PASSAGE:
_ _ _ _ _ _ _

# A few of my graphite pieces



## Kayty

I don't do a hell of a lot of work in graphite but thought I'd pop a few photo's up of some of my work. Any constructive criticism welcome 

A2 paint stallion commission









A4 appaloosa pony commission









A4 warmblood foal commission


----------



## Kayty

Series of 3 beagles commission


























A4 welsh cob commission










I think that'll do!!!!


----------



## Kayty

Oops ok I found a few more :S










A3 miniature ponies commission









A4 racehorse commission


----------



## PencilMeIn

Wow, your graphite work is gorgeous, too! Excellent work!


----------



## DLeeG

Very good. I am impressed and I don't get impressed too easily.


----------



## DLeeG

Oh for constructive criticism, work on eliminating the unneeded outlining. Diciding what is unneeded is the work of an artist.


----------



## Kayty

Thankyou for the lovely comments DLeeG. 
As for the outlining, you are very right in that  The first image is my most recent, and I think I have improved on the outlining issue on there versus my earlier images - I hope anyway!


----------



## DLeeG

Kayty said:


> Thankyou for the lovely comments DLeeG.
> As for the outlining, you are very right in that  The first image is my most recent, and I think I have improved on the outlining issue on there versus my earlier images - I hope anyway!


You are welcome. Your first is you best and shows great skill. You do a good job showing the edges with shape, shadows, and contrast. Now select your next subject carefully. Make pelimanary scketches and the spend hours every day for at least six months improving the finale drawing. Make it your masterpiece to date. Work on no other piece of art at all the whole six months. 

Then select a new subject and repeat the processs for another six months. Continue again until you do have your masterpiece. Alter this prosses as needed only after a masteriece or 3 years. 


You do have some masterpieces in you.


----------



## Kayty

I would love to be able to do that, but I've been so busy with my commission work that there's no way I can devote a full 6 months to one piece. Once I start working again I'll be able to cut back on commissions as a source of income, and try to start working on a major piece then. 
I've always wanted to sit down and do something beautiful with my work, but never seem to get the time!


----------



## DLeeG

An artist must think of how his work is viewed after he has passed. Without sacraficing time amoung other things, artist only get so far. To reach above anything you have ever done, live your life for producing art for a legacy or continue slowly getting a little better.

Time is the bane of artists.


----------



## chanda95

Your work is LOVELY! I love it!


----------

_ _ _ _ _ _ _

REQUEST 1:
According to the forum thread, what does DLeeG suggest Kayty work on as constructive criticism?
The forum thread and the listing have no connection to each other.

Rows from a dataset:
_ _ _ _ _ _ _

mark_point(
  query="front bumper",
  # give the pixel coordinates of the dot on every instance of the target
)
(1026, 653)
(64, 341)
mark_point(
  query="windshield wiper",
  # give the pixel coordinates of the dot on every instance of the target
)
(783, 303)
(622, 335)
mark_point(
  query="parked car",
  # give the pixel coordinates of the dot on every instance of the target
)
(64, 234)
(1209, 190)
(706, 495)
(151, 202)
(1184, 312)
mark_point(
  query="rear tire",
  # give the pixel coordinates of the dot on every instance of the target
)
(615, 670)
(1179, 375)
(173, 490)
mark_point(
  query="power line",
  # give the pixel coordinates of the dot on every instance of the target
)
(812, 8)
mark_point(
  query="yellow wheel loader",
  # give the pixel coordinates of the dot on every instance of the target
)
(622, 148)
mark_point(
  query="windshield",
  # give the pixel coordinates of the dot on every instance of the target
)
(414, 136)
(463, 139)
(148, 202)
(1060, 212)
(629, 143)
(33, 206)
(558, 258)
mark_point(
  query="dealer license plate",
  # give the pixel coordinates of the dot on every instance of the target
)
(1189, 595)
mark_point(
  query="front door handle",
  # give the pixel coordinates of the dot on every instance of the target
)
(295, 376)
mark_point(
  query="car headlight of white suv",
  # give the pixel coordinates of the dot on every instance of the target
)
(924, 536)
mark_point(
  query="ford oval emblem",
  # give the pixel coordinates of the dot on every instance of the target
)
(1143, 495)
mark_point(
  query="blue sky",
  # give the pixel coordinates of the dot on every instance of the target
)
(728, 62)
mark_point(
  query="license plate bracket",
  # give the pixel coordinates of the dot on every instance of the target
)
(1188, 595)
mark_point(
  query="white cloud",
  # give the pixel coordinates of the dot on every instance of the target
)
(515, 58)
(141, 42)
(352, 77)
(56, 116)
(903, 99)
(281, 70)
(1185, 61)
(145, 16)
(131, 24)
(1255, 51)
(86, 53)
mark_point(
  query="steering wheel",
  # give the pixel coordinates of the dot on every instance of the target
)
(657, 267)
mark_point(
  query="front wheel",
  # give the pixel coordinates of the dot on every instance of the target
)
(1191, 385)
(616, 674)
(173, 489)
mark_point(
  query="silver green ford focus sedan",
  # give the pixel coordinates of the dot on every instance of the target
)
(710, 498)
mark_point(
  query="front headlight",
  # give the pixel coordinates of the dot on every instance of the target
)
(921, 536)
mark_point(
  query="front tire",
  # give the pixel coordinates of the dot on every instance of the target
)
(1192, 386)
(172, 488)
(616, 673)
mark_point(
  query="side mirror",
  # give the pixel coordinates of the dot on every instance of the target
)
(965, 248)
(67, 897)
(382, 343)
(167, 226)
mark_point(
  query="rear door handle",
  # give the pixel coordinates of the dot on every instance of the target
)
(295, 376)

_ _ _ _ _ _ _

REQUEST 2:
Gather every line of the listing that contains the string "front".

TASK RESULT 1:
Eliminating the unneeded outlining.

TASK RESULT 2:
  query="front bumper",
  query="front door handle",
  query="front wheel",
  query="front headlight",
  query="front tire",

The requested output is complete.